_Problem description_: Pull out every line of the listing below that contains the word "white" and copy those lines in their original order.

— start Data extract —

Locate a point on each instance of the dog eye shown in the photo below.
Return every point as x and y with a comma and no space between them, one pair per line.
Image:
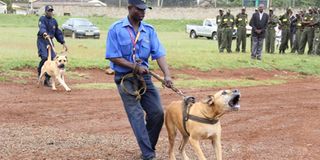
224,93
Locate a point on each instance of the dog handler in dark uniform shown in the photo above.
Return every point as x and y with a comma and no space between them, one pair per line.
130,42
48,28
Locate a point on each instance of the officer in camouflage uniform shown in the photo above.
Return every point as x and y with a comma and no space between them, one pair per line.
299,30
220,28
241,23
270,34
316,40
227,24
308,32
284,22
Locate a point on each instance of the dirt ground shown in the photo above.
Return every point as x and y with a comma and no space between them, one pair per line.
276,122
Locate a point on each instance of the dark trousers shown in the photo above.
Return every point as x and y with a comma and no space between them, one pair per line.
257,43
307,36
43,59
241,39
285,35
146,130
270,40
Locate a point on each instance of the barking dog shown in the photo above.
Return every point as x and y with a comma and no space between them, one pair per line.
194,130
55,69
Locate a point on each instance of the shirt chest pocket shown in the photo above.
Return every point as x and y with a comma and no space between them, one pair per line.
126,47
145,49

— end Data extract —
— start Data extract —

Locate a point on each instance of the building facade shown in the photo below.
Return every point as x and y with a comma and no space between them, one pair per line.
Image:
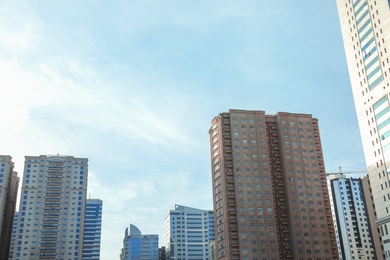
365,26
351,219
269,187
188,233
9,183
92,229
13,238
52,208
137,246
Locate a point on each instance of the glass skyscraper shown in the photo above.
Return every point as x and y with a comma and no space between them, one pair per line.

— end Data extract —
— start Data extract —

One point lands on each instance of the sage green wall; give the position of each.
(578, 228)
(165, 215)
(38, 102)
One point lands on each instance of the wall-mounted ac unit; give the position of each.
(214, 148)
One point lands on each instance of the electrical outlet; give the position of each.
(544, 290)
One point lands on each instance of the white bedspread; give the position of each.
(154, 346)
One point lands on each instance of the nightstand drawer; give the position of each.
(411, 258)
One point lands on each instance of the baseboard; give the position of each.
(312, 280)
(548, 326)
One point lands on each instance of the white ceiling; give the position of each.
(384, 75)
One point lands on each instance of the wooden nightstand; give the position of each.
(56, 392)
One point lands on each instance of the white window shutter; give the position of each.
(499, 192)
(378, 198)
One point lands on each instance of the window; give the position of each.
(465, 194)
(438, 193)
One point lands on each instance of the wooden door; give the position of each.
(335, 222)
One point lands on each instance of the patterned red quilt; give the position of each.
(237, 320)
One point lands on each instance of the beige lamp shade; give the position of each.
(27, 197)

— end Data extract —

_Written answer_:
One point lands on each instance of the white bedspread; give the position of each.
One point lands on each instance of the white ceiling; give the position of each.
One point lands on each instance of the white window shutter; give the position of each.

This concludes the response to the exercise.